◆ EXERCISE DESCRIPTION
When you reach the line with "box: [181, 317, 323, 390]" in the data below, begin printing lines exactly, and stop once the line with "335L213 381L218 366L235" has been printed.

◆ RECORDS SUPPLIED
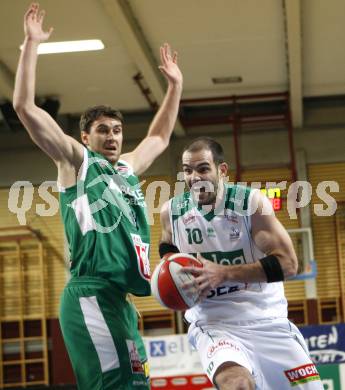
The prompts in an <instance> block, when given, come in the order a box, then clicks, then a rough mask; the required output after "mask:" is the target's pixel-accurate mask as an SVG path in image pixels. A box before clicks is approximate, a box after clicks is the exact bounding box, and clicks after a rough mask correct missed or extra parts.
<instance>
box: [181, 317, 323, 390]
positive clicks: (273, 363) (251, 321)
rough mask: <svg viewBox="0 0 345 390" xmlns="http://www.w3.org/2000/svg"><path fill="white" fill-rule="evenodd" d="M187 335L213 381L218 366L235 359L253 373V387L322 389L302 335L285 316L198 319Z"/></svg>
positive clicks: (193, 325)
mask: <svg viewBox="0 0 345 390" xmlns="http://www.w3.org/2000/svg"><path fill="white" fill-rule="evenodd" d="M188 338H189V342H190V343H191V344H192V346H193V347H194V348H195V349H196V350H197V351H198V353H199V356H200V360H201V363H202V366H203V368H204V370H205V372H206V374H207V376H208V377H209V379H210V380H211V382H213V383H214V380H213V379H214V374H215V372H216V370H217V368H218V367H220V366H221V365H222V364H223V363H225V362H234V363H237V364H239V365H241V366H243V367H245V368H247V369H248V370H249V372H250V373H251V374H252V375H253V378H254V380H255V384H256V390H277V389H279V390H288V389H294V390H323V385H322V383H321V380H320V377H319V374H318V372H317V370H316V368H315V366H314V364H313V363H312V361H311V359H310V356H309V352H308V348H307V345H306V343H305V341H304V339H303V336H302V335H301V333H300V331H299V330H298V329H297V327H296V326H295V325H294V324H292V323H291V322H290V321H289V320H287V319H284V318H283V319H274V320H261V321H243V322H239V323H236V324H234V323H231V324H230V323H224V322H217V323H214V324H210V323H208V324H206V323H201V321H197V322H196V323H193V324H191V325H190V327H189V330H188Z"/></svg>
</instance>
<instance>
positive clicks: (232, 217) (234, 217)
mask: <svg viewBox="0 0 345 390" xmlns="http://www.w3.org/2000/svg"><path fill="white" fill-rule="evenodd" d="M225 218H226V219H227V220H228V221H230V222H232V223H238V215H237V214H236V213H235V212H233V211H232V210H225Z"/></svg>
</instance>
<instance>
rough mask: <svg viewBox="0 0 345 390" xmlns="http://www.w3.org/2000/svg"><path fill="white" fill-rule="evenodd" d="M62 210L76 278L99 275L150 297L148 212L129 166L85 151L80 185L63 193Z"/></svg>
mask: <svg viewBox="0 0 345 390" xmlns="http://www.w3.org/2000/svg"><path fill="white" fill-rule="evenodd" d="M60 206H61V207H60V209H61V214H62V219H63V223H64V227H65V233H66V237H67V240H68V244H69V250H70V256H71V274H72V276H73V277H82V276H88V277H90V276H92V277H99V278H103V279H107V280H109V281H110V282H113V283H115V284H116V285H117V287H118V288H119V289H120V290H121V291H123V292H130V293H132V294H135V295H140V296H143V295H149V294H150V283H149V278H150V267H149V242H150V231H149V226H148V223H147V209H146V204H145V199H144V195H143V193H142V191H141V189H140V184H139V180H138V178H137V176H135V175H134V173H133V170H132V168H131V167H130V166H129V165H128V163H126V162H125V161H119V162H118V163H117V164H116V166H115V167H114V166H112V165H111V163H110V162H109V161H107V160H106V159H105V158H104V157H103V156H102V155H100V154H98V153H95V152H91V151H89V150H87V149H85V150H84V161H83V164H82V167H81V168H80V172H79V175H78V181H77V184H75V185H74V186H72V187H69V188H66V189H63V188H61V189H60Z"/></svg>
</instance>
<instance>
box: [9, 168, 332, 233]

◆ OUTPUT
box: [181, 317, 323, 390]
positive clicks: (273, 363) (251, 321)
rough mask: <svg viewBox="0 0 345 390" xmlns="http://www.w3.org/2000/svg"><path fill="white" fill-rule="evenodd" d="M187 335L213 381L218 366L235 359L253 373V387L322 389L302 335L285 316L198 319Z"/></svg>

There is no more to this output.